* EXERCISE INSTRUCTIONS:
Show every line of the data that includes the word "boat".

* PROVIDED INFORMATION:
# # # #

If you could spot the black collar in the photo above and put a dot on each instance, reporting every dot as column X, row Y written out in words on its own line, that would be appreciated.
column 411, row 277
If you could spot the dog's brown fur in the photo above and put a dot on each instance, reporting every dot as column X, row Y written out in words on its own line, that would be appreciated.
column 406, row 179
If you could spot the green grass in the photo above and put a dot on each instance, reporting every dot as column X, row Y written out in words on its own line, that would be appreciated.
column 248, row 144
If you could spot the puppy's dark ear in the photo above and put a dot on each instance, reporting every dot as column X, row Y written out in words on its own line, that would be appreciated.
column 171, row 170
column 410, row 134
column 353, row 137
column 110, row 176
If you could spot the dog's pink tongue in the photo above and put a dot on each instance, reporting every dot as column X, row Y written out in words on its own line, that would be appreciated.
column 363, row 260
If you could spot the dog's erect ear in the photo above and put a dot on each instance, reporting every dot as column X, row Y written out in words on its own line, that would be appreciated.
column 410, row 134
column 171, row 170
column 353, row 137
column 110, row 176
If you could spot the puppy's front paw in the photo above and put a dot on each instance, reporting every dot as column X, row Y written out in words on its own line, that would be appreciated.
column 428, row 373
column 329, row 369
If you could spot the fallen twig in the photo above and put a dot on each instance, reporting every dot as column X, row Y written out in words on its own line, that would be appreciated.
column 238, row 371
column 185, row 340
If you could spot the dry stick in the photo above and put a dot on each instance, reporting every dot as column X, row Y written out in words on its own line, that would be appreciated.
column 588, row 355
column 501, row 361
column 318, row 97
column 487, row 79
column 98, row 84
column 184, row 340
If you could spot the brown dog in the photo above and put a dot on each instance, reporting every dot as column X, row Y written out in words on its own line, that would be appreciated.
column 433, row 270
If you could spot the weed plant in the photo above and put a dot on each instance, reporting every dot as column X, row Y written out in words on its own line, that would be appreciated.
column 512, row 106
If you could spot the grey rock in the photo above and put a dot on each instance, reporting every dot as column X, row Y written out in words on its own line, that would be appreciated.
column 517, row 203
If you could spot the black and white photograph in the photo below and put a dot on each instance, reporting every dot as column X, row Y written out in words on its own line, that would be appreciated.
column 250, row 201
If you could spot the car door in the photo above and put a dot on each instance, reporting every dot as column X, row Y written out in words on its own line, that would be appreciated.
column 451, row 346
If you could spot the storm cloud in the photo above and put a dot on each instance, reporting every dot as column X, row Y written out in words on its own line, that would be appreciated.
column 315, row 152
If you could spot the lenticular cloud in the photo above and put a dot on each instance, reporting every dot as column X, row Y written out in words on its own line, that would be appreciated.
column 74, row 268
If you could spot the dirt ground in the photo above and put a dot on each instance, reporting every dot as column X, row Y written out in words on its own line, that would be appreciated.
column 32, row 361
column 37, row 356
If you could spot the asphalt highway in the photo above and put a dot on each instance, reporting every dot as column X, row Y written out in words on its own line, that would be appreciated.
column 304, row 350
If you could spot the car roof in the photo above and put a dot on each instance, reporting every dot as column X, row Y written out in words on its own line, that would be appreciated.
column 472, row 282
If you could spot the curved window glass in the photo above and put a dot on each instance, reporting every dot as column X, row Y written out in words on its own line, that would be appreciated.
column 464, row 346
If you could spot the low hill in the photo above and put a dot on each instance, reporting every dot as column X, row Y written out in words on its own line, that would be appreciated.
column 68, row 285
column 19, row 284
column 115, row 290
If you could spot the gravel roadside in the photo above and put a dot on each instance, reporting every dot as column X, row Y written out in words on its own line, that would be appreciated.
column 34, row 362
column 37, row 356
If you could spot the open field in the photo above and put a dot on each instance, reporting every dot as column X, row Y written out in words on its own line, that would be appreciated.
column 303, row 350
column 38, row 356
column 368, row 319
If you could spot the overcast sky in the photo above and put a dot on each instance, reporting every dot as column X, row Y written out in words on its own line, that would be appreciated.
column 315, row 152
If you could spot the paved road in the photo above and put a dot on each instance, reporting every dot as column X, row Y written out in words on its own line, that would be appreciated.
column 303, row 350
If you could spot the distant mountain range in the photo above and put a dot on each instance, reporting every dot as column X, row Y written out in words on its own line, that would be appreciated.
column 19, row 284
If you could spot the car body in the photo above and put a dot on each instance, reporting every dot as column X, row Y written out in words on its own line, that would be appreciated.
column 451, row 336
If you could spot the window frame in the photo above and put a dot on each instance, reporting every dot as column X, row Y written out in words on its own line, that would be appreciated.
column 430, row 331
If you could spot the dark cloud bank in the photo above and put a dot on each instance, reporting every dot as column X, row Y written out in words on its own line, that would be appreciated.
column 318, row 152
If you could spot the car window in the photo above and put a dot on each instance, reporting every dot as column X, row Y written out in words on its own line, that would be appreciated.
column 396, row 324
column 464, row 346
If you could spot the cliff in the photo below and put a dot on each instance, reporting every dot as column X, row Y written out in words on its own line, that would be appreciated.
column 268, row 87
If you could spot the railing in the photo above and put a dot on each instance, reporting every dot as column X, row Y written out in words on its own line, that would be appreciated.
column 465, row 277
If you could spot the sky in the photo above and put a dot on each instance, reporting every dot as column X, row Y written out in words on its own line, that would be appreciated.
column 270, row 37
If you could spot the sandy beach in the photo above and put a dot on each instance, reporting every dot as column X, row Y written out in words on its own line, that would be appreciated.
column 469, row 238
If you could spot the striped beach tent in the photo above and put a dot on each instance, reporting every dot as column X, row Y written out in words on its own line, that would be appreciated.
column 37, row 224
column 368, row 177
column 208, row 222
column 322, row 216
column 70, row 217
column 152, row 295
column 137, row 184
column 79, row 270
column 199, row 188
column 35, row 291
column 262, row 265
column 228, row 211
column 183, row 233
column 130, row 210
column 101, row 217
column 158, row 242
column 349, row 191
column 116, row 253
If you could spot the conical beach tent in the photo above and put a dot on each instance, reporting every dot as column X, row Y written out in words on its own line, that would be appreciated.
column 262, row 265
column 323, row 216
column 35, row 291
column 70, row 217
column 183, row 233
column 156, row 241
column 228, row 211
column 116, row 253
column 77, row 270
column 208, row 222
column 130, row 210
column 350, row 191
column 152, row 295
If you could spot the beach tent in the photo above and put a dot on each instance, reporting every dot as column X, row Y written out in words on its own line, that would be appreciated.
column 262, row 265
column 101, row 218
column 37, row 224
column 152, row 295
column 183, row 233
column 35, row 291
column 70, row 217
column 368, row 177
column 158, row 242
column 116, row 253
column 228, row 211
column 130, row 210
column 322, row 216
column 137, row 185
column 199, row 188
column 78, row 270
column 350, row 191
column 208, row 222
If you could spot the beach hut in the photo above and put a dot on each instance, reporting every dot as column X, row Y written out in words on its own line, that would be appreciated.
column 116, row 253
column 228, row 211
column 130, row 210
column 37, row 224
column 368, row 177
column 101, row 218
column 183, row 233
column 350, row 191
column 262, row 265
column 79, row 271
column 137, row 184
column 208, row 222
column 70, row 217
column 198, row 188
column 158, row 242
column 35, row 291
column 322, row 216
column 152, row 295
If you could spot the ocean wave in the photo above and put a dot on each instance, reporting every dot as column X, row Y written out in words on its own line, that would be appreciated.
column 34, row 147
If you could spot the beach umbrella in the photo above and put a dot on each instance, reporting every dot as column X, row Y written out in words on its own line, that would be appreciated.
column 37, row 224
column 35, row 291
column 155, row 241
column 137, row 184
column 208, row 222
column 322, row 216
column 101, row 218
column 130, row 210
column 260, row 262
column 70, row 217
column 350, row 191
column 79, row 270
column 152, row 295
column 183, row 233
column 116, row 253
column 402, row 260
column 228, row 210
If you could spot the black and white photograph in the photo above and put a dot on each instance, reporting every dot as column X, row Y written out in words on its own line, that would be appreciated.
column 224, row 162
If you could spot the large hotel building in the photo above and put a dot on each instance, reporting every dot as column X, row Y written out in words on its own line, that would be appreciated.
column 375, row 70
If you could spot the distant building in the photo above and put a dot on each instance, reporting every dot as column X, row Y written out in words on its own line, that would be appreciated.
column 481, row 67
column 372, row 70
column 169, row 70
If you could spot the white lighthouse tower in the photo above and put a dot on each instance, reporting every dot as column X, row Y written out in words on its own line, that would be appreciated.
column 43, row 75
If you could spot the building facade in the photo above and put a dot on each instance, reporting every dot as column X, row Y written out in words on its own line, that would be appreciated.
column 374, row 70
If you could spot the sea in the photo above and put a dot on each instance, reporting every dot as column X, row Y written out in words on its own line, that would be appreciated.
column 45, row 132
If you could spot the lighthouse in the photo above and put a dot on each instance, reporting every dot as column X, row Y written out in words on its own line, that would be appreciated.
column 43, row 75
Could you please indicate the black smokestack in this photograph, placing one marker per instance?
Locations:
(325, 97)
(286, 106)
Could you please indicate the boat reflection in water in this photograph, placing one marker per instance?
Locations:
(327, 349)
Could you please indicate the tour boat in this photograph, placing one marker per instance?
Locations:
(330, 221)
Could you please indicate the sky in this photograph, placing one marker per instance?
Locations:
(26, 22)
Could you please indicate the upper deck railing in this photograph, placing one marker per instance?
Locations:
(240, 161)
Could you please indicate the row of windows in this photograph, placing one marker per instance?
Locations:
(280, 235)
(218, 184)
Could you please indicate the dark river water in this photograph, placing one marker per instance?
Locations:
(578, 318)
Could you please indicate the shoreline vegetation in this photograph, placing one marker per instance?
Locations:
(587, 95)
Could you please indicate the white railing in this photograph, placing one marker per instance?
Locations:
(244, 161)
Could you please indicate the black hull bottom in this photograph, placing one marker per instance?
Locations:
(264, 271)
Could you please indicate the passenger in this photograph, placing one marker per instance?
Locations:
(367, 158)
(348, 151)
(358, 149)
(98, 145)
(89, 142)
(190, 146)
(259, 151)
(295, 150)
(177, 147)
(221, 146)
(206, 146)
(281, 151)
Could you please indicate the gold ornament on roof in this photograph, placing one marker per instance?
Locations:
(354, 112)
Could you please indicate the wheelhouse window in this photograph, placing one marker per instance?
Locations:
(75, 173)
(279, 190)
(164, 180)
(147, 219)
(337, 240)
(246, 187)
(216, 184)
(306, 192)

# # # #

* SOLVED PROBLEM:
Could you please indicate the boat reflection in water in this photograph, placing one marker per instance?
Could you please indicate the tour boat in this photograph, placing one marker per instance?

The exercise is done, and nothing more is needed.